What you should do:
Report how many lines in the entries below contain the string "bush", treating matches as case-sensitive. Give only the number.

Excerpts from segmentation entries
━━━

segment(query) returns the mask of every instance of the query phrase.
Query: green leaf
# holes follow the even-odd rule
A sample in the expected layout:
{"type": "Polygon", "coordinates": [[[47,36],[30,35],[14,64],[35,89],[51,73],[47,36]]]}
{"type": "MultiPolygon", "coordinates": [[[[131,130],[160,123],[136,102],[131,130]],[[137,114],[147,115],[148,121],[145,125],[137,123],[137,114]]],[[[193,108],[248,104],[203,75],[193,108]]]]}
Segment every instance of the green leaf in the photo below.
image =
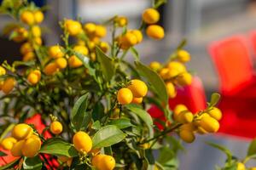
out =
{"type": "Polygon", "coordinates": [[[161,77],[149,67],[143,65],[139,61],[135,61],[137,71],[144,76],[150,83],[154,91],[154,94],[165,105],[168,103],[168,95],[165,82],[161,77]]]}
{"type": "Polygon", "coordinates": [[[25,170],[33,169],[41,170],[43,163],[38,156],[32,158],[25,157],[23,162],[23,168],[25,170]]]}
{"type": "Polygon", "coordinates": [[[98,47],[96,47],[96,54],[101,65],[103,76],[108,82],[110,82],[115,72],[113,60],[108,57],[98,47]]]}
{"type": "Polygon", "coordinates": [[[60,138],[51,138],[46,140],[42,145],[39,153],[55,156],[66,156],[68,157],[74,157],[78,156],[78,152],[73,145],[67,143],[60,138]]]}
{"type": "Polygon", "coordinates": [[[92,148],[108,147],[122,141],[125,134],[116,126],[108,125],[102,128],[92,138],[92,148]]]}
{"type": "Polygon", "coordinates": [[[211,97],[210,106],[214,106],[218,104],[220,99],[219,94],[213,93],[211,97]]]}
{"type": "Polygon", "coordinates": [[[118,127],[119,129],[126,128],[128,127],[133,126],[131,123],[131,120],[128,118],[113,119],[113,120],[111,120],[109,124],[114,125],[114,126],[118,127]]]}
{"type": "Polygon", "coordinates": [[[211,142],[206,142],[207,144],[209,144],[210,146],[212,146],[213,148],[217,148],[219,150],[223,151],[224,153],[226,154],[227,156],[227,162],[230,164],[231,163],[231,161],[232,161],[232,153],[230,150],[229,150],[228,149],[226,149],[225,147],[224,146],[221,146],[221,145],[218,145],[217,144],[213,144],[213,143],[211,143],[211,142]]]}
{"type": "Polygon", "coordinates": [[[256,139],[251,142],[247,150],[247,156],[252,156],[254,154],[256,154],[256,139]]]}
{"type": "Polygon", "coordinates": [[[86,111],[88,94],[81,96],[74,104],[71,113],[71,122],[77,131],[84,130],[91,119],[91,114],[86,111]]]}

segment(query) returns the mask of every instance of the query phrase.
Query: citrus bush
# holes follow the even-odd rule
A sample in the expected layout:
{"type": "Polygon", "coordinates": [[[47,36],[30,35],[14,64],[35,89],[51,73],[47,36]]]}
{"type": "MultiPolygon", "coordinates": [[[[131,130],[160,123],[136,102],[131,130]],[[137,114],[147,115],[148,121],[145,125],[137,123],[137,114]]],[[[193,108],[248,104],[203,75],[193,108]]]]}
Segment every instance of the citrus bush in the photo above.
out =
{"type": "Polygon", "coordinates": [[[21,44],[22,60],[0,66],[0,153],[14,157],[1,169],[177,169],[179,139],[192,143],[196,133],[218,130],[218,94],[196,113],[183,105],[169,108],[177,87],[192,82],[185,41],[166,63],[140,61],[136,45],[144,33],[153,40],[165,37],[157,24],[164,3],[145,9],[137,29],[130,29],[125,16],[102,24],[64,19],[61,42],[44,46],[42,8],[3,1],[0,11],[15,20],[3,33],[21,44]],[[134,64],[125,60],[128,54],[134,64]],[[152,105],[165,120],[150,116],[152,105]],[[31,121],[34,116],[40,121],[31,121]]]}

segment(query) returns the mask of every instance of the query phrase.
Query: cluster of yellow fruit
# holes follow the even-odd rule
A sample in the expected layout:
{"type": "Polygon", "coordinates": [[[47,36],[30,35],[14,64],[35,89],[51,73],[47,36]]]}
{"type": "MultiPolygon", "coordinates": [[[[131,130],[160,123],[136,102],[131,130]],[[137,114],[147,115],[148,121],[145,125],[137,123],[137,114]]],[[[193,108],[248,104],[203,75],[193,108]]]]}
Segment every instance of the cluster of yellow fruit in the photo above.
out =
{"type": "Polygon", "coordinates": [[[157,71],[164,79],[169,98],[175,98],[177,91],[175,86],[186,86],[192,82],[192,76],[187,71],[184,63],[190,60],[190,54],[185,50],[178,50],[175,57],[163,66],[157,61],[151,62],[149,67],[157,71]]]}
{"type": "Polygon", "coordinates": [[[99,154],[91,150],[92,141],[90,137],[84,132],[77,132],[73,137],[73,143],[78,151],[86,155],[92,155],[91,165],[98,170],[113,170],[115,167],[115,160],[113,156],[99,154]]]}
{"type": "Polygon", "coordinates": [[[12,135],[3,139],[1,145],[14,156],[33,157],[41,148],[41,140],[29,125],[20,123],[14,127],[12,135]]]}
{"type": "Polygon", "coordinates": [[[164,28],[156,25],[160,20],[160,14],[155,8],[147,8],[143,14],[143,20],[149,25],[146,29],[146,34],[155,40],[160,40],[165,37],[164,28]]]}
{"type": "MultiPolygon", "coordinates": [[[[0,66],[0,76],[6,74],[6,70],[0,66]]],[[[9,94],[15,86],[16,85],[16,81],[13,77],[8,77],[4,81],[0,80],[0,90],[2,90],[5,94],[9,94]]]]}
{"type": "Polygon", "coordinates": [[[117,99],[121,105],[141,104],[147,93],[146,83],[141,80],[133,79],[128,83],[127,88],[122,88],[118,91],[117,99]]]}
{"type": "Polygon", "coordinates": [[[205,134],[218,132],[218,121],[221,118],[222,112],[217,107],[207,108],[195,115],[193,115],[184,105],[177,105],[173,110],[174,121],[182,124],[179,128],[179,136],[187,143],[195,140],[195,133],[205,134]]]}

━━━

Written reply:
2